Excerpted passage ->

====

So how can we control the number of slides? Either we need to reduce the number of tissues examined, the number of blocks processed, or the number of slides that we cut.
Firstly let’s consider the tissue list. These studies do not require examination of a full tissue list. Obviously you need to examine the site of implantation, the drainage lymph node, and any directly connected tissues (e.g. the brain has a direct connection to the eye via the optic nerve). You should also examine a variety of well-perfused organs (liver, kidney, spleen, lung, gonads). At a minimum you need to examine a single level of these off-target tissues to look for any evidence of toxicity, and to screen them for the presence of cells. If the cells remain at their site of implantation, or have only a transient lifespan in the host (operating through endogenous stem cells or progenitor cells), they are less likely to cause lesions at distant sites. Abnormal masses must also be examined to check for tumorigenicity. These could be screened using qPCR, but it may be more efficient to add them to the administration site IHC staining run for their time point. IHC is preferred for the site of administration, demonstrating the exact pattern of cell integration. Serial sections should be sequentially numbered. A predetermined pattern of slide selection identifies sections for H&E staining. The “best” level for the demonstration of the cells can then be selected by the pathologist (with a default level used if no cells are seen). Sections to either side of that level are then identified for IHC staining. Larger volume sites of administration could be trimmed into several portions and embedded in a single block, allowing a greater area to be examined on one slide, and the bulk of the tissue to be archived in the block.

====

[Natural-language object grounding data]
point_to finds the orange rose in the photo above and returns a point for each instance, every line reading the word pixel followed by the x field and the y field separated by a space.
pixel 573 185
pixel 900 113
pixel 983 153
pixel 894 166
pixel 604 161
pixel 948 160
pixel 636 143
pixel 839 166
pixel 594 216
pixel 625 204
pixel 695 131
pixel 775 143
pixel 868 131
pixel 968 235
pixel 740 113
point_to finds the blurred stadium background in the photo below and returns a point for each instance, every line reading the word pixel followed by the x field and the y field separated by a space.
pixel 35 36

====

Work order A ->
Rewrite the paragraph beginning "Firstly let's consider the tissue list" from the passage on controlling slide numbers as a bulleted list, keeping its main facts.
Work order B ->
Pick up the passage on controlling slide numbers after its last sentence and continue it.

Your response A ->
- A full tissue list is not required for these studies.
- Examine the site of implantation, the drainage lymph node, and any directly connected tissues (e.g., the brain connects to the eye via the optic nerve).
- Also examine a variety of well-perfused organs (liver, kidney, spleen, lung, gonads).
- At minimum, examine a single level of these off-target tissues for evidence of toxicity and to screen for the presence of cells.
- Cells that stay at the implantation site, or have only a transient lifespan in the host (working through endogenous stem or progenitor cells), are less likely to cause lesions at distant sites.
- Examine abnormal masses for tumorigenicity. They could be screened by qPCR, but adding them to the administration-site IHC staining run for their time point may be more efficient.
- IHC is preferred for the site of administration because it shows the exact pattern of cell integration.
- Number serial sections sequentially. A predetermined pattern of slide selection identifies sections for H&E staining.
- The pathologist selects the "best" level for demonstrating the cells, using a default level if no cells are seen. Sections on either side of that level are then identified for IHC staining.
- Larger administration sites can be trimmed into several portions and embedded in a single block. This allows a greater area to be examined on one slide while the bulk of the tissue is archived in the block.

Your response B ->
Not all animals are equal
Consider treating control groups differently to cell-dosed animals. If no cells have been injected into a control group, there is no point doing an exhaustive tissue search to look for the presence of cells. You just need sufficient tissue to show both the background staining pattern – H&E and markers – and the background lesions if using a disease model. The remaining tissue from these animals can be stored wet, or taken to block without sectioning.
Does your cell line need a scaffold?
Several therapies are administered in the form of a sheet of cells on a matrix, adding another dimension to method development. The scaffold is essentially a medical device, and must be shown to be made of a biocompatible material. Ideally a scaffold may biodegrade after the cells have implanted but fragments may remain in situ, and it is unlikely that all traces of your scaffold will have disappeared from the tissues prior to the first time point; sections will include scaffold material. How does the material react with fixatives or histology processing reagents? Is the embedding medium sufficiently dense to avoid tearing of tissue sections by the scaffold fragments? These considerations should be thoroughly investigated prior to embarking on a large-scale preclinical study.
To summarize, I would say that examining the appropriate tissues at the conclusion of each time point is necessary to reap the full benefit of this “triaged” system. And this, together with DNA technologies, carefully selecting biomarkers and animal models, while creating more work in the lab and for the pathologist, could provide significant cost savings over the course of a study.